Repeat each entry exactly and drop the pictures.

§ **DATA FOR THIS EXERCISE**
^^^^^^^^^^^^^^^^

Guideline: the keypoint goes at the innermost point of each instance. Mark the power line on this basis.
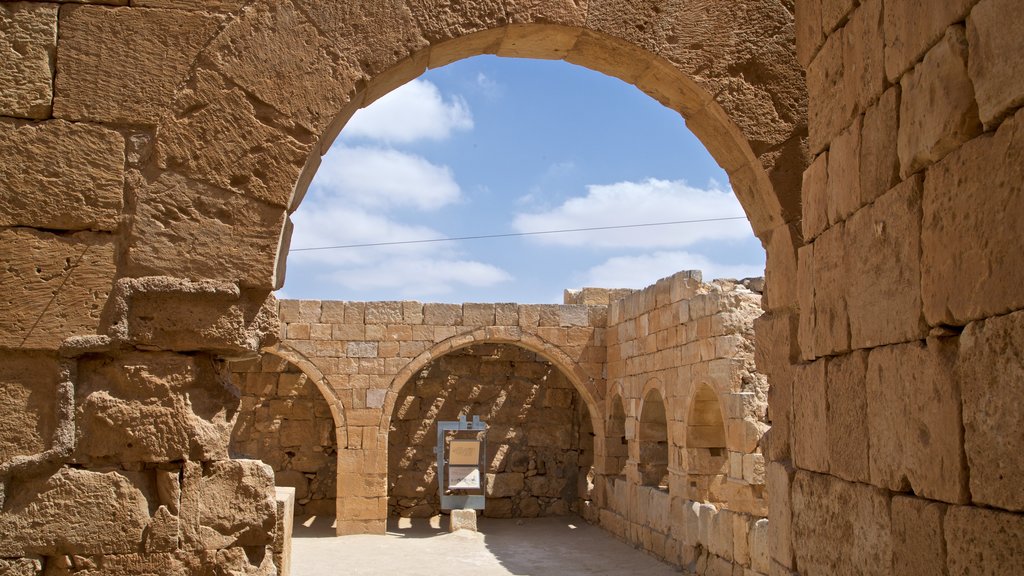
(513, 234)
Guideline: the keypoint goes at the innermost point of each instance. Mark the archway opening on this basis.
(285, 421)
(706, 450)
(652, 438)
(540, 441)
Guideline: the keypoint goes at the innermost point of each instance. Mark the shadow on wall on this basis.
(540, 444)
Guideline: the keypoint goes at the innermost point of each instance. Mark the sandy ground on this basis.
(562, 546)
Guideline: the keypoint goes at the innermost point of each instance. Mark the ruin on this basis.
(154, 151)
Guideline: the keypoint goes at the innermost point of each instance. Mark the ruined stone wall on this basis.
(285, 421)
(691, 345)
(536, 442)
(896, 445)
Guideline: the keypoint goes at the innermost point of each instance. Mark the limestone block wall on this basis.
(285, 421)
(896, 442)
(684, 351)
(539, 447)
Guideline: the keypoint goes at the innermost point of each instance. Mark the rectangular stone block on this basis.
(983, 542)
(972, 263)
(28, 402)
(848, 417)
(883, 261)
(810, 424)
(839, 527)
(55, 286)
(913, 420)
(911, 27)
(29, 42)
(123, 65)
(879, 157)
(991, 378)
(937, 110)
(995, 65)
(919, 548)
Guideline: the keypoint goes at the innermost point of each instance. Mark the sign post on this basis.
(462, 452)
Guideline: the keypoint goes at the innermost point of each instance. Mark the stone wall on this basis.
(538, 448)
(285, 421)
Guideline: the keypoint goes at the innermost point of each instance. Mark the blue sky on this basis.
(497, 146)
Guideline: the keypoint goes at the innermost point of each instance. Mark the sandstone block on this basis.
(840, 527)
(181, 228)
(55, 286)
(69, 512)
(913, 420)
(879, 156)
(912, 27)
(152, 407)
(810, 425)
(123, 65)
(832, 323)
(241, 153)
(29, 42)
(918, 541)
(937, 109)
(239, 502)
(971, 262)
(59, 175)
(982, 541)
(848, 417)
(883, 261)
(991, 378)
(28, 401)
(994, 63)
(843, 187)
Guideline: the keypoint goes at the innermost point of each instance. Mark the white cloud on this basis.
(644, 270)
(383, 177)
(413, 112)
(635, 203)
(416, 278)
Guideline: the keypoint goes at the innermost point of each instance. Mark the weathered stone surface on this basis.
(70, 511)
(983, 542)
(841, 528)
(152, 407)
(991, 376)
(104, 53)
(847, 416)
(182, 228)
(241, 151)
(972, 266)
(993, 31)
(883, 261)
(919, 548)
(28, 401)
(59, 175)
(810, 426)
(55, 286)
(29, 41)
(937, 110)
(879, 156)
(238, 503)
(911, 27)
(913, 420)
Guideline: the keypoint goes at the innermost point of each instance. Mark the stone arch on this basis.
(288, 353)
(265, 108)
(652, 437)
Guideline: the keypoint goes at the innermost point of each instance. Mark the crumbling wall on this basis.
(688, 345)
(285, 421)
(536, 443)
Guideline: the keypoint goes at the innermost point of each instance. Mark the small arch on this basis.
(652, 437)
(706, 447)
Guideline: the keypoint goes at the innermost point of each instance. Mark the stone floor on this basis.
(562, 546)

^^^^^^^^^^^^^^^^

§ **FULL OUTPUT**
Guideline: the keypoint goes at the innermost point of each instance. Mark the power line on this basis.
(513, 234)
Guideline: the keypoint goes at the innermost point of each instance. Mark the archway opening on this basis.
(285, 421)
(706, 450)
(652, 438)
(540, 441)
Guideline: the keypoint goes at the innermost point of each instance. Mark the shadow on wall on this basis.
(540, 444)
Guideline: the keypoint goes at the innermost point of each instance. Mark the sandy ground on this basis.
(562, 546)
Guideline: the keypoint goes at the innermost point of each instance. Mark the ruin on this basis.
(154, 151)
Guideline: the keypoint goes at the innermost point of each instance. Mark the ruined stone wall on this basis.
(285, 421)
(691, 345)
(536, 442)
(896, 445)
Guideline: the keypoint goes at the innermost point of each instance. Mark the limestone block wall on this basis.
(285, 421)
(896, 442)
(684, 351)
(539, 447)
Guideline: the keypoint goes at the innermost point of each instance. Mark the rectangular stone block on this basis.
(983, 542)
(972, 263)
(28, 402)
(848, 417)
(883, 261)
(810, 424)
(839, 527)
(55, 286)
(913, 420)
(911, 27)
(29, 42)
(123, 65)
(879, 157)
(991, 378)
(937, 110)
(995, 65)
(919, 548)
Guideline: the keypoint goes at the innermost point of each instance. Mark the sign post on this basis.
(462, 452)
Guideline: the keypoint goes at the innermost point of each instance. Mark the stone wall on this basis.
(538, 448)
(285, 421)
Guideline: the keypoint goes at the innermost point of each instance. Mark the blue sky on this basis.
(497, 146)
Guideline: the keypoint goes at the innermost point of each instance. Mark the sandstone block on this basis.
(840, 527)
(181, 228)
(55, 286)
(69, 512)
(913, 420)
(879, 156)
(912, 27)
(152, 407)
(810, 425)
(123, 65)
(832, 323)
(241, 153)
(29, 42)
(918, 541)
(937, 109)
(239, 502)
(971, 262)
(59, 175)
(982, 541)
(848, 417)
(883, 261)
(991, 378)
(28, 401)
(994, 63)
(843, 187)
Guideline: the keypoint goes at the innermost point of each instance. Mark the white cloud on this basis.
(644, 270)
(383, 177)
(413, 112)
(635, 203)
(416, 278)
Guideline: the keypoint goes at the innermost point of each instance. Mark the weathered stone surface on this basis.
(70, 511)
(983, 542)
(841, 528)
(152, 407)
(991, 376)
(104, 53)
(847, 416)
(182, 228)
(241, 151)
(972, 266)
(993, 31)
(883, 261)
(919, 548)
(28, 401)
(59, 175)
(810, 426)
(55, 286)
(29, 41)
(937, 110)
(879, 156)
(238, 503)
(911, 27)
(913, 420)
Guideline: the keypoint goes at the innermost point of each instance. Mark the stone arch on this basis.
(288, 353)
(265, 108)
(652, 437)
Guideline: the keypoint goes at the innermost point of each instance. Mark the crumbling wall on this basis.
(688, 345)
(285, 421)
(536, 443)
Guideline: the keypoint goes at the innermost point of each instance. Mark the small arch on this basis.
(652, 437)
(706, 447)
Guideline: the keypoint goes at the innermost point of each instance. Mark the stone floor on this basis.
(562, 546)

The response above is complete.